## Set task 1
In the blog post on presidential ambition, condense the paragraph beginning "It isn't possible to run for the presidency" into a shorter version that keeps its main facts.

## Page text
VIDEO FEATURE: Heck Debates Malcolm on Porn & Santorum 

THE OFFICIAL BLOG OF THE PETER HECK RADIO SHOW
a service of Attaboy Productions, Inc.

Thursday, 10 February 2011

It isn't possible to run for the presidency anymore without an earnest interest in the job.  Wishing - as I have - for a candidate like George Washington, who had to be clubbed over the head and drug into the office, is silly.  Washington was an extraordinary man in an extraordinary time.  The nature of politics and our elective system is far different today than it was in the post-revolutionary period.

 

I understand that it takes someone with a healthy ambition, a resilient ego and a passion for leadership to have any chance at becoming president.  But surely we can try to balance that with someone who is also humble and hesitant about undertaking such a monumental task, can't we?

 

What I'm saying is this: there's something we should distrust about the person who has been craving the White House their whole life.  And, ironically, the closer lawmakers get to that position (the more popular they become, the more nationally known their persona is), the more that hesitancy should grow as they come to fully comprehend the weight of the responsibilities placed upon the president.  Those who demonstrate an insatiable thirst for the office are prime candidates for the very kind of power-hungry megalomaniacs we should keep far away from 1600 Pennsylvania.

 

That's why I'm increasingly impressed with Mike Pence.  He had the opportunity to make a reasonable play for the White House and he demurred.  It's why I'm increasingly impressed with Jim DeMint.  Once Pence bowed out, most staunch conservatives started looking to DeMint as their top choice.

Point-labeling examples

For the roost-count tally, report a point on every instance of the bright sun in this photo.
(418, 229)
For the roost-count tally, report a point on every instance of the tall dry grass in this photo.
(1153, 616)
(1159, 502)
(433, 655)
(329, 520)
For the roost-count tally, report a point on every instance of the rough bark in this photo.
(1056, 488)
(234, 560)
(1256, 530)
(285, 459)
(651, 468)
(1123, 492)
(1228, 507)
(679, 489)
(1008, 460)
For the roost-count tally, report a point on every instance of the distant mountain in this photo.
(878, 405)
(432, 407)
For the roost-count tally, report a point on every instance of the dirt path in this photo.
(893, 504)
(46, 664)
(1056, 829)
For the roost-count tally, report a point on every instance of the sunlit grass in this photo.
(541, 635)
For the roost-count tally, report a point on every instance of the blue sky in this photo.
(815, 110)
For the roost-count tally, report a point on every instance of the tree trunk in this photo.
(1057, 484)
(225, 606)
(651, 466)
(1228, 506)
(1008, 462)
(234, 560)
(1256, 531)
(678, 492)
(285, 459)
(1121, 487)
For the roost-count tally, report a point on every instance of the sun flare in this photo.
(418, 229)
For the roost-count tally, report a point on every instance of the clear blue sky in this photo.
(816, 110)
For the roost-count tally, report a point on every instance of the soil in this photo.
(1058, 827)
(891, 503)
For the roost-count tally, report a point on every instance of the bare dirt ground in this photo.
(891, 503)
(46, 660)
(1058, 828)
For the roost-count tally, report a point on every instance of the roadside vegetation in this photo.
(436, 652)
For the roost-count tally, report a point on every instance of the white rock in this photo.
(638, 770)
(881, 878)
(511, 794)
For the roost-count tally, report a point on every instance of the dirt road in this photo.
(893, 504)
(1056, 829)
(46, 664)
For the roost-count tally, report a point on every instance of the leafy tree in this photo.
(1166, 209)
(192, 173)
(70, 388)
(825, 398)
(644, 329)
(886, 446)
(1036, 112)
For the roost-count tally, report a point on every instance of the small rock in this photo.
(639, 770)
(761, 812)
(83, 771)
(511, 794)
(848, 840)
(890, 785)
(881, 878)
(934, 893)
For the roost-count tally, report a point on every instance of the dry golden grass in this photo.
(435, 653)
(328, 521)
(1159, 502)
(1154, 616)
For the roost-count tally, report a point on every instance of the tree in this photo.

## Set task 2
Locate each line of the records that contains the word "grass", and copy all such lines.

## Written solution 1
Running for president now requires genuine interest in the job. It is unrealistic to hope for a candidate like George Washington, who had to be forced into office. Washington was an extraordinary man in an extraordinary time, and today's politics and electoral system differ greatly from those of the post-revolutionary period.

## Written solution 2
For the roost-count tally, report a point on every instance of the tall dry grass in this photo.
For the roost-count tally, report a point on every instance of the sunlit grass in this photo.
For the roost-count tally, report a point on every instance of the dry golden grass in this photo.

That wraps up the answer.